[Data for processing Boundary: Start]

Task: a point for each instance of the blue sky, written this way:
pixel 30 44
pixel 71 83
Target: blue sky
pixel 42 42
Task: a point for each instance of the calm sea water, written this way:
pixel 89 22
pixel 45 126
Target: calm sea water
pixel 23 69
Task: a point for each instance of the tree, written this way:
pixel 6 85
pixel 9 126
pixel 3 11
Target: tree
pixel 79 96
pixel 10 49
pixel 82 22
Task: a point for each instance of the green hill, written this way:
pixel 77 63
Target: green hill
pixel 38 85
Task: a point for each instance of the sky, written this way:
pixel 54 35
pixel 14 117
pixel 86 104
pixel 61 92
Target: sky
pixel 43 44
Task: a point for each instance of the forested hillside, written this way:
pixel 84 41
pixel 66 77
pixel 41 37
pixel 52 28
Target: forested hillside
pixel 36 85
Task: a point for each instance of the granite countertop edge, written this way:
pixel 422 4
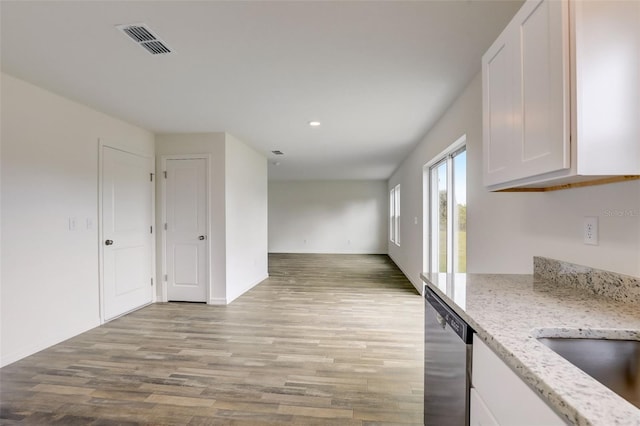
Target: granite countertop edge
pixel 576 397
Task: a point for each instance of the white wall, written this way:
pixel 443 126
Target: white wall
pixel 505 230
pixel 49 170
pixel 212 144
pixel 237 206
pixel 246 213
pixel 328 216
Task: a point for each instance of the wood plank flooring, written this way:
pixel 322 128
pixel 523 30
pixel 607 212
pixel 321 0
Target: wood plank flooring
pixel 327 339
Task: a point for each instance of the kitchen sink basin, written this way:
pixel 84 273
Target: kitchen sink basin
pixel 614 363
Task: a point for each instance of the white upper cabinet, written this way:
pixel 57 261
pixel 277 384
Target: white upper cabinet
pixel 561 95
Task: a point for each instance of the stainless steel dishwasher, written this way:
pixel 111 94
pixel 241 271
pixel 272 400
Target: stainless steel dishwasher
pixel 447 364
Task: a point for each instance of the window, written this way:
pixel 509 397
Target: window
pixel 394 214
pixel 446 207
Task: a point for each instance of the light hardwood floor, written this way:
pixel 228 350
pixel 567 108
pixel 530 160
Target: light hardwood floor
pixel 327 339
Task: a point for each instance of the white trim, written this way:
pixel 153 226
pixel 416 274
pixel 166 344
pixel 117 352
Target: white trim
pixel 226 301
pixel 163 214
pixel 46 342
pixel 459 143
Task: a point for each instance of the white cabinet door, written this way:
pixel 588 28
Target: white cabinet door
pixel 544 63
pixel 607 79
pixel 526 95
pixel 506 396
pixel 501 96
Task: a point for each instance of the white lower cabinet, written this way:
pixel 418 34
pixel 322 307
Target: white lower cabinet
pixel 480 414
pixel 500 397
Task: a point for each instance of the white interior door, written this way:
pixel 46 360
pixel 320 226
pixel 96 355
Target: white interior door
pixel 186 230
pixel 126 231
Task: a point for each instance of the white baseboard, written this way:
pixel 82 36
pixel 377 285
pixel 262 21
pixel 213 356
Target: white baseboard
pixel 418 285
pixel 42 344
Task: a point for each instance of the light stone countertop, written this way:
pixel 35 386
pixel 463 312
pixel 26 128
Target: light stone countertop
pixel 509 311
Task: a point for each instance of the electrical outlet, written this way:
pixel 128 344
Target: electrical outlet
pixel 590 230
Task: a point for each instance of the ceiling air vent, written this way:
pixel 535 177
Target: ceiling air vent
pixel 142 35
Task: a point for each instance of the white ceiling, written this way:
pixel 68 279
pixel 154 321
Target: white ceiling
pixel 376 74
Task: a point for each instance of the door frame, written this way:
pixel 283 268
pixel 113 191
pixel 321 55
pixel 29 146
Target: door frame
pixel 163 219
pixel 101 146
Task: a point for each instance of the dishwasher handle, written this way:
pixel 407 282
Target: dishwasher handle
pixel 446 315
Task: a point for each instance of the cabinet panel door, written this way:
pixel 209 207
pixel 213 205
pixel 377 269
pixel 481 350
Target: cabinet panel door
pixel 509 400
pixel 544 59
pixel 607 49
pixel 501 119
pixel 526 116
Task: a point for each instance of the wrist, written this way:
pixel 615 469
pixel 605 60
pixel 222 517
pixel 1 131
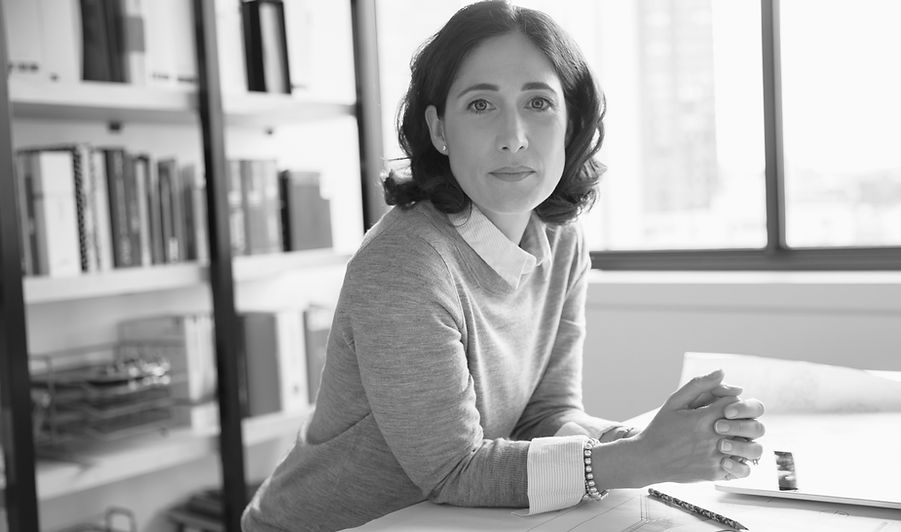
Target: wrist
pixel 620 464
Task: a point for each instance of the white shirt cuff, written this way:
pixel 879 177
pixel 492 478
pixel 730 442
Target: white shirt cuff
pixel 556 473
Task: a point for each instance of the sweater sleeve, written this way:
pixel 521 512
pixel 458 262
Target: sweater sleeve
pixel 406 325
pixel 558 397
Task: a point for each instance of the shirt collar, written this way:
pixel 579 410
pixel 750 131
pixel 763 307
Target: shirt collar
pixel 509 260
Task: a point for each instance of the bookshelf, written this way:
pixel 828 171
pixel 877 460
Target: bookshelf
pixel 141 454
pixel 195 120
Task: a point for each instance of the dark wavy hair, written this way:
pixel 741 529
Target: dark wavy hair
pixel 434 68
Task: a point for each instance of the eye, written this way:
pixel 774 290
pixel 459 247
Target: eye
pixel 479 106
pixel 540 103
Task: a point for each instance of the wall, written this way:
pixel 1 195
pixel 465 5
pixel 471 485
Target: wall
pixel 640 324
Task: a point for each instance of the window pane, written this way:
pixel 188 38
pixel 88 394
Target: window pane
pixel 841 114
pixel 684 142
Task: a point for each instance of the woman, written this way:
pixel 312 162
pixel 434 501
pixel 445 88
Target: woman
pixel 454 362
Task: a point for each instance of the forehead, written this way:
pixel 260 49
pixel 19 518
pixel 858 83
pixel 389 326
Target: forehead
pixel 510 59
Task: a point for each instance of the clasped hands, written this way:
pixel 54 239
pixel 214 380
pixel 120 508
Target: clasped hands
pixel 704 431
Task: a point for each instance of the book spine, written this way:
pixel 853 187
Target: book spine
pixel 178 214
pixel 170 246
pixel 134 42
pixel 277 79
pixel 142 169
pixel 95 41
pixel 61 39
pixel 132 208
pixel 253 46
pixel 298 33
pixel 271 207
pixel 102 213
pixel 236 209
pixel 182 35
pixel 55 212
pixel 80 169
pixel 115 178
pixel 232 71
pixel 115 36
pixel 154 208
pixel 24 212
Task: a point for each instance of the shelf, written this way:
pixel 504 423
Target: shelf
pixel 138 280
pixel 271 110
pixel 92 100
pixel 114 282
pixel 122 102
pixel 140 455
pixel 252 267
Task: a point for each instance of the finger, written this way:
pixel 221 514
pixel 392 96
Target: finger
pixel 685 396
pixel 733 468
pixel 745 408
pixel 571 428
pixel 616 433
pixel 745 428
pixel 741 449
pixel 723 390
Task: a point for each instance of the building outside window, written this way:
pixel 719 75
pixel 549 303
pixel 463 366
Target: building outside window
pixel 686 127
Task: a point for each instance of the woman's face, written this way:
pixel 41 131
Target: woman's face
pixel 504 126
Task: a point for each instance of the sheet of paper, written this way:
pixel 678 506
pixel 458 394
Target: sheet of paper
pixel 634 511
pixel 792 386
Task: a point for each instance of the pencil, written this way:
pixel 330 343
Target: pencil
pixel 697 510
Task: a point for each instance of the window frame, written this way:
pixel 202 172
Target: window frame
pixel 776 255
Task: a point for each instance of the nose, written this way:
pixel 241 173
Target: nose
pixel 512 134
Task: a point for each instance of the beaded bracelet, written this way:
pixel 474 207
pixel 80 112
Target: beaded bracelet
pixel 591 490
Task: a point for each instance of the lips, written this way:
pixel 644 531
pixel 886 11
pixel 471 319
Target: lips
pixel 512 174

[Data for processing Boundary: End]
[Data for processing Boundary: Start]

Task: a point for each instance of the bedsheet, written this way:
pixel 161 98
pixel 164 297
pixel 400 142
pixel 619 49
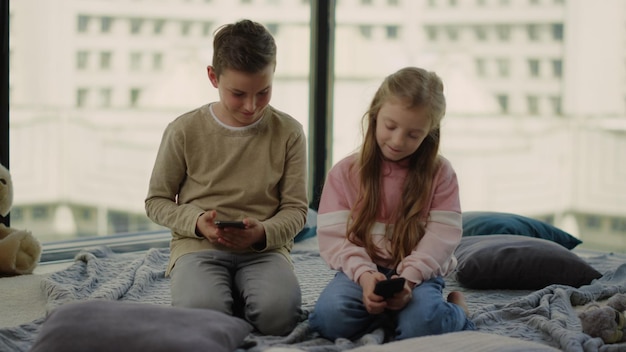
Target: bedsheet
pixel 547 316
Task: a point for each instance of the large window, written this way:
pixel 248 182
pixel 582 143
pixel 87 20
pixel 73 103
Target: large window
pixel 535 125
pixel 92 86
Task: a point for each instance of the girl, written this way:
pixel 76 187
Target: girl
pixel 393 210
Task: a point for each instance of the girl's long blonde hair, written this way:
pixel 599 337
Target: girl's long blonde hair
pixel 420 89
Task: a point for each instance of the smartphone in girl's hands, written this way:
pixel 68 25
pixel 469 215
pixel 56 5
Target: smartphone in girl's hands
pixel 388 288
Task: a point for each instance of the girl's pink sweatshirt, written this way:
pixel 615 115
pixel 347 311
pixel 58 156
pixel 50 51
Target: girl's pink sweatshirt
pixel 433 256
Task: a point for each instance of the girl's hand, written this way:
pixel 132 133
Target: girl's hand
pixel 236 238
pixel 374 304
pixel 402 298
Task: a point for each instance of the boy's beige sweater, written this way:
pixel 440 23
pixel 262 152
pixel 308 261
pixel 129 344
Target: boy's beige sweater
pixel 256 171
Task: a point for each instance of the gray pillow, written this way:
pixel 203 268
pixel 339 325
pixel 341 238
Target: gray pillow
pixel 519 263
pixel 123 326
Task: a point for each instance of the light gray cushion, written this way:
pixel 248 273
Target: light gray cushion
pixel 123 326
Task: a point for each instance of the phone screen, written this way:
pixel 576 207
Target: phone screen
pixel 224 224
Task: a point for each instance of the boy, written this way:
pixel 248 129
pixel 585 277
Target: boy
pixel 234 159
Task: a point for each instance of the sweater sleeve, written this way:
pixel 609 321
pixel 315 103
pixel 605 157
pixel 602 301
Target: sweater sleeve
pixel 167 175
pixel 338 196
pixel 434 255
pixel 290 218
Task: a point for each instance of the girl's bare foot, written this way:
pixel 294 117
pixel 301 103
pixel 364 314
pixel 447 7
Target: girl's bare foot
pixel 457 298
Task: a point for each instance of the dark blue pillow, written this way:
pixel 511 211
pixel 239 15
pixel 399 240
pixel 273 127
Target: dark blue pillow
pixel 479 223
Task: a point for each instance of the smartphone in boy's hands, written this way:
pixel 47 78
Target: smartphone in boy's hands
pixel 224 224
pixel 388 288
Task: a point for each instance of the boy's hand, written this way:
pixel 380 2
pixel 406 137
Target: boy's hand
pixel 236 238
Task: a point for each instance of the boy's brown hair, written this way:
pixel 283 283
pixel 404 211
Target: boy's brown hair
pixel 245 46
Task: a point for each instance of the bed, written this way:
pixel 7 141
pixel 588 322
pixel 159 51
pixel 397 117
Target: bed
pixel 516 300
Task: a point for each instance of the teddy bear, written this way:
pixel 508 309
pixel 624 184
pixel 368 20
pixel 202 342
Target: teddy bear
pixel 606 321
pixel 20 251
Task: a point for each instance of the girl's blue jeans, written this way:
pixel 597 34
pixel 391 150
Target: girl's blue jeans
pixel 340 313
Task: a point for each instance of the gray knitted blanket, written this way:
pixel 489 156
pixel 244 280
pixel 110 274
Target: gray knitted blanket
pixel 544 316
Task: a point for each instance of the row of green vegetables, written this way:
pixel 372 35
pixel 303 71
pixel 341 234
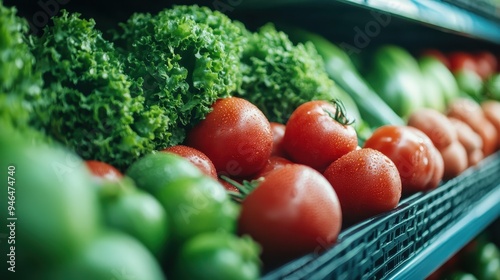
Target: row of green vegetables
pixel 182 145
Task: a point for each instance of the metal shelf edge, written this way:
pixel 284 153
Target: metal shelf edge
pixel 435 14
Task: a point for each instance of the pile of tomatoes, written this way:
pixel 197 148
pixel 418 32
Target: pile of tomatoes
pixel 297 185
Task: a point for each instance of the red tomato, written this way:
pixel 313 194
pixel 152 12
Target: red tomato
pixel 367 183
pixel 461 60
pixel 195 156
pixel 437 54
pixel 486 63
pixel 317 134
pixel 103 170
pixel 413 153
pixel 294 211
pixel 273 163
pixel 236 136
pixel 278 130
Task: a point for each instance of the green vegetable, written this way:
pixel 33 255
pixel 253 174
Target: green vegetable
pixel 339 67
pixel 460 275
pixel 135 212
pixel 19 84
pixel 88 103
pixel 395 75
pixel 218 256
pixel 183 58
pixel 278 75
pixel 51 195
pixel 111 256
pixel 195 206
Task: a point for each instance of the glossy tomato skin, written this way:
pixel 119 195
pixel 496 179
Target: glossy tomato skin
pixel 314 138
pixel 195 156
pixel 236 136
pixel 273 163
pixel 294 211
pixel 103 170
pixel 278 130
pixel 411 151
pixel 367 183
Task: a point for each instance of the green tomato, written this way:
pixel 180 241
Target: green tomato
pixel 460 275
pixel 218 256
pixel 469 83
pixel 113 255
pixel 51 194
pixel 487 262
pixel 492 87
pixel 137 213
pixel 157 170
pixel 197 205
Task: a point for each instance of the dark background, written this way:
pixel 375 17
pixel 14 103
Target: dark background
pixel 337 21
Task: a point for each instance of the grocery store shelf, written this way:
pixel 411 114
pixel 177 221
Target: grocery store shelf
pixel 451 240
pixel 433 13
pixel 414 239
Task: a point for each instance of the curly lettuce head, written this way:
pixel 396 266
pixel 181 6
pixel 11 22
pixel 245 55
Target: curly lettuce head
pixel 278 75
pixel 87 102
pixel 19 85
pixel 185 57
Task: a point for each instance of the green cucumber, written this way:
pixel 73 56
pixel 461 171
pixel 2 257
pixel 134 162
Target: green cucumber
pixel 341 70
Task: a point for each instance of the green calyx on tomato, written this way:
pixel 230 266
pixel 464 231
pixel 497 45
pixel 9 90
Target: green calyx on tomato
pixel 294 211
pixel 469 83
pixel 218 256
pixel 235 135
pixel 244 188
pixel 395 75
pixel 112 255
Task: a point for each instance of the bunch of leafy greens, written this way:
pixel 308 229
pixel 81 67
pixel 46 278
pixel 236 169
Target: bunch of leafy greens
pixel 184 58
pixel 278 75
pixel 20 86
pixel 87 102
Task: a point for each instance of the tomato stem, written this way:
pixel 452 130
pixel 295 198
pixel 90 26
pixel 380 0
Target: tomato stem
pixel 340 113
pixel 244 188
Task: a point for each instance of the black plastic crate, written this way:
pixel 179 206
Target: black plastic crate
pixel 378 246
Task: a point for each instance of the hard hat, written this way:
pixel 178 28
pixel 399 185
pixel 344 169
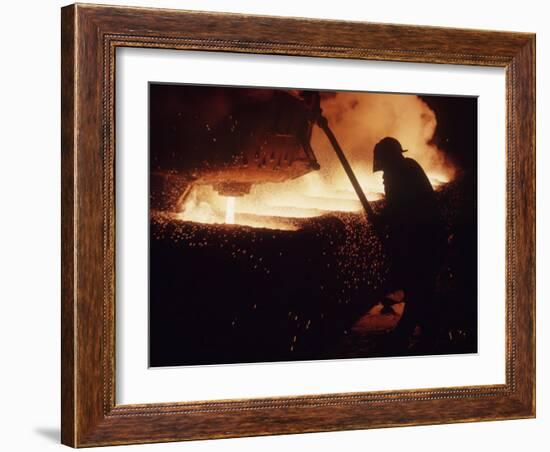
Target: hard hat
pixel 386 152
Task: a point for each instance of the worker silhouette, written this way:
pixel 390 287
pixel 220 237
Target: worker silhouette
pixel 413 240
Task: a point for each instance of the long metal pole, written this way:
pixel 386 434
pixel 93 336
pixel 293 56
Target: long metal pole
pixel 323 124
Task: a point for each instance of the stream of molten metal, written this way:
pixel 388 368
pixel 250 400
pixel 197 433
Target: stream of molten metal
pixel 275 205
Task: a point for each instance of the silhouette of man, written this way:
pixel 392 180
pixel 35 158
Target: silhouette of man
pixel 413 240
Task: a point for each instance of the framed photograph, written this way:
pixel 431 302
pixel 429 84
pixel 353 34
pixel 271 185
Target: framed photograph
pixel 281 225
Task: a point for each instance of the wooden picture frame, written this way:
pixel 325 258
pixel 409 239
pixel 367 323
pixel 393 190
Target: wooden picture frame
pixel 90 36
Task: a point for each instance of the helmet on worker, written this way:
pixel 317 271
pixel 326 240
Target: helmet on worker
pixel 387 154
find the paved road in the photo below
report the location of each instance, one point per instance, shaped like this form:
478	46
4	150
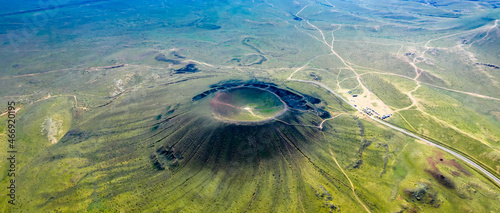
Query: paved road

[Data for processing Boundary: End]
[Data for processing Boundary: Start]

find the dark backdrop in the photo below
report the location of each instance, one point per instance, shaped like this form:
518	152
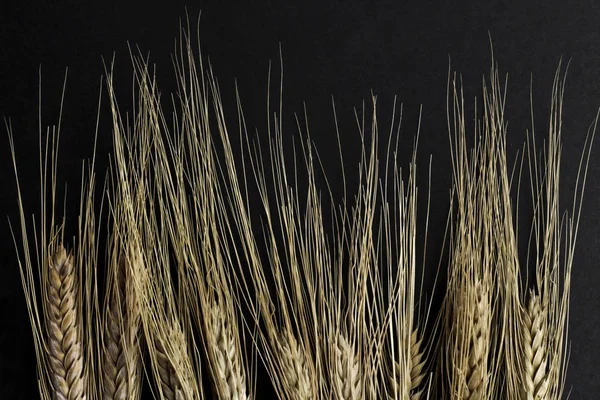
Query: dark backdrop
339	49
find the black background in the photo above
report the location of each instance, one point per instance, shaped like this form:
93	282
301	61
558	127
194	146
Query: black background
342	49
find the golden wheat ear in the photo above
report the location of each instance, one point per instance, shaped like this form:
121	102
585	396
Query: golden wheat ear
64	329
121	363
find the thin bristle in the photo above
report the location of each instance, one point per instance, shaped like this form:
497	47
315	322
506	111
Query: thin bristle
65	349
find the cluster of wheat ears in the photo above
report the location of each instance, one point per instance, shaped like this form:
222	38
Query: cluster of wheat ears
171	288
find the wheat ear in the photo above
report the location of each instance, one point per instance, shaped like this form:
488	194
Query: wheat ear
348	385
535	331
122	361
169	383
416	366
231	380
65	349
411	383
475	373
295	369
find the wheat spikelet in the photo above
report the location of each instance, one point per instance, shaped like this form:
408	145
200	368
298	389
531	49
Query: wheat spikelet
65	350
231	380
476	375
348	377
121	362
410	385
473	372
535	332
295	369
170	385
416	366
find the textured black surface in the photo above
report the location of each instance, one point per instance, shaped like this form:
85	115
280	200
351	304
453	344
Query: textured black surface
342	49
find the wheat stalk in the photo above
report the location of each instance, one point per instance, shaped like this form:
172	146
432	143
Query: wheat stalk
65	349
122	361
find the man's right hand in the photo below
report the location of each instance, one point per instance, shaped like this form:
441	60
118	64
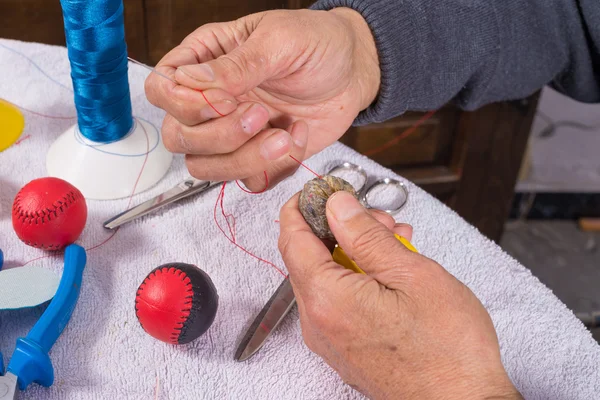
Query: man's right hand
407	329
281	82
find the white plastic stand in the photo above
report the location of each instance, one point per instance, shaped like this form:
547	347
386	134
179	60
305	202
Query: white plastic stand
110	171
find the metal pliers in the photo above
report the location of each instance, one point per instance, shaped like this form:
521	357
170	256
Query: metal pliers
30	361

[Data for processing Boundary: End]

**Your assignment:** For each line above that contains the word "road", make a copy.

**Your solution:**
find the paved road in the photo below
Query: paved road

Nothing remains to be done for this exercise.